> Data listing

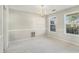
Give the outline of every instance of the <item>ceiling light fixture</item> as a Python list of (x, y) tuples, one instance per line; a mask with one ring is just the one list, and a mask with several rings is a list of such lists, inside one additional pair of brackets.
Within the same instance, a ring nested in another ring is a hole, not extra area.
[(54, 12), (54, 11), (56, 11), (56, 9), (53, 9), (52, 11)]
[(41, 16), (45, 16), (46, 15), (46, 6), (45, 5), (41, 5)]

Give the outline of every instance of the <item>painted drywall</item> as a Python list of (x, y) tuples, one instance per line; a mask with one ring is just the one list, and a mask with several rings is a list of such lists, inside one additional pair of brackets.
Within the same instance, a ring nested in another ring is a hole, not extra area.
[[(64, 40), (70, 43), (74, 43), (74, 44), (79, 44), (79, 36), (76, 35), (66, 35), (64, 34), (64, 15), (66, 13), (71, 13), (71, 12), (75, 12), (75, 11), (79, 11), (79, 6), (75, 6), (73, 8), (69, 8), (60, 12), (57, 12), (55, 14), (52, 15), (48, 15), (46, 17), (46, 31), (47, 31), (47, 36), (48, 37), (52, 37), (52, 38), (56, 38), (56, 39), (60, 39), (60, 40)], [(56, 19), (56, 32), (50, 32), (49, 30), (49, 17), (55, 15), (57, 17)]]
[(0, 6), (0, 53), (3, 52), (3, 39), (2, 39), (2, 6)]
[(38, 14), (9, 9), (9, 40), (26, 39), (31, 32), (45, 34), (45, 18)]

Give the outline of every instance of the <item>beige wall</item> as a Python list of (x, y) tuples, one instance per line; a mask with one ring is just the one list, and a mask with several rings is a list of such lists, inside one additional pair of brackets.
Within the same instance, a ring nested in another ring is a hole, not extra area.
[(9, 10), (9, 39), (25, 39), (35, 31), (36, 36), (45, 34), (45, 18), (37, 14)]
[(70, 9), (66, 9), (60, 12), (57, 12), (55, 15), (57, 17), (56, 19), (56, 32), (50, 32), (49, 31), (49, 17), (52, 15), (47, 16), (47, 34), (48, 37), (52, 37), (52, 38), (56, 38), (56, 39), (60, 39), (60, 40), (64, 40), (67, 42), (71, 42), (71, 43), (75, 43), (75, 44), (79, 44), (79, 35), (66, 35), (64, 34), (64, 15), (67, 13), (71, 13), (71, 12), (76, 12), (79, 11), (79, 6), (70, 8)]

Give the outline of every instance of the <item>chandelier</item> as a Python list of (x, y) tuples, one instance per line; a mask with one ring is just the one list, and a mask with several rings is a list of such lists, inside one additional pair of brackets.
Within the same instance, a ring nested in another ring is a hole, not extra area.
[(41, 16), (47, 15), (47, 7), (45, 5), (41, 5)]

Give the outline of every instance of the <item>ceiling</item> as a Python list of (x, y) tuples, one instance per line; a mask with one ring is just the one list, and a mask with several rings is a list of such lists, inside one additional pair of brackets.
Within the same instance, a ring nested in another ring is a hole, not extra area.
[(74, 6), (76, 5), (9, 5), (8, 7), (15, 10), (48, 15)]

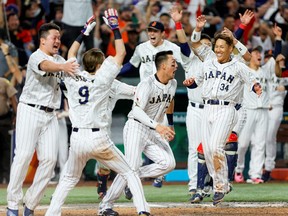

> Problem details
Skip every picture, and give the rest of the material above again exactly.

> Written response
Give the outline of every instance of the <item>ceiling light fixture</item> as a Python list of (x, y) tuples, one instance per line; a mask with one ring is just the one list, and a mask with several rings is a list of such lists, inside one additional pair of brackets.
Within the same instance, a ring nested in another ring is a hole, not extra area.
[(54, 12), (54, 11), (56, 11), (56, 9), (53, 9), (52, 11)]
[(41, 16), (45, 16), (46, 15), (46, 6), (45, 5), (41, 5)]

Give the outline of every instance of the <item>painted drywall</item> as a Python list of (x, y) tuples, one instance per line; a mask with one ring is just the one list, and a mask with several rings is a list of such lists, inside one additional pair of brackets.
Within the same instance, a ring nested in another ring is a hole, not extra area.
[[(64, 40), (70, 43), (74, 43), (74, 44), (79, 44), (79, 36), (76, 35), (66, 35), (64, 34), (64, 15), (66, 13), (71, 13), (71, 12), (75, 12), (75, 11), (79, 11), (79, 6), (75, 6), (73, 8), (69, 8), (60, 12), (57, 12), (55, 14), (52, 15), (48, 15), (46, 17), (46, 31), (47, 31), (47, 36), (48, 37), (52, 37), (52, 38), (56, 38), (56, 39), (60, 39), (60, 40)], [(56, 19), (56, 32), (50, 32), (49, 30), (49, 17), (55, 15), (57, 17)]]
[(0, 6), (0, 53), (3, 52), (3, 39), (2, 39), (2, 6)]
[(38, 14), (9, 9), (9, 40), (26, 39), (31, 32), (45, 34), (45, 18)]

Give the outline of every instance of the <item>beige wall</item> as a Python list of (x, y) tuples, one instance per line; a mask with one ring is just the one list, and a mask with several rings is a list of such lists, inside one additional pair of brackets.
Within the same instance, a ring nested in another ring is a hole, not extra area.
[(9, 10), (9, 39), (25, 39), (35, 31), (36, 36), (45, 34), (45, 18), (37, 14)]
[(70, 9), (66, 9), (60, 12), (57, 12), (55, 15), (57, 17), (56, 19), (56, 32), (50, 32), (49, 31), (49, 17), (52, 15), (47, 16), (47, 34), (48, 37), (52, 37), (52, 38), (56, 38), (56, 39), (60, 39), (60, 40), (64, 40), (67, 42), (71, 42), (71, 43), (75, 43), (75, 44), (79, 44), (79, 35), (66, 35), (64, 34), (64, 15), (67, 13), (71, 13), (71, 12), (76, 12), (79, 11), (79, 6), (70, 8)]

Give the outline of every instance of the <item>chandelier</item> as a Python list of (x, y) tuples, one instance per line; a mask with one ring is just the one list, and a mask with several rings is a list of such lists, inside one additional pair of brackets.
Within the same instance, a ring nested in another ring is a hole, not extra area.
[(41, 16), (47, 15), (47, 7), (45, 5), (41, 5)]

Give the outline of every instance of the <item>ceiling</item> as a Python list of (x, y) tuples, one instance per line; a mask with one ring is just the one list, and a mask with several rings is a list of such lists, inside one additional pair of brackets.
Within the same instance, a ring nested in another ring is a hole, not extra area.
[(74, 6), (76, 5), (9, 5), (8, 7), (15, 10), (48, 15)]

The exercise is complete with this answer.